## Begin PROVIDED ENTRIES

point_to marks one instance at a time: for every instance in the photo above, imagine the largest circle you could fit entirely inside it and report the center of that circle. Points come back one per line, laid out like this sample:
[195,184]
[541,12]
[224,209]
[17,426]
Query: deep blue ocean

## End PROVIDED ENTRIES

* SET PROBLEM
Rearrange the lines above into a numbered list, skipping any blank lines.

* TASK RESULT
1. point_to marks one instance at a time: for every instance in the photo above, imagine the largest circle you could fit entirely inside it and report the center of that circle. Points come back one per line, laid out like this sample:
2. [195,184]
3. [541,12]
4. [224,209]
5. [17,426]
6. Query: deep blue ocean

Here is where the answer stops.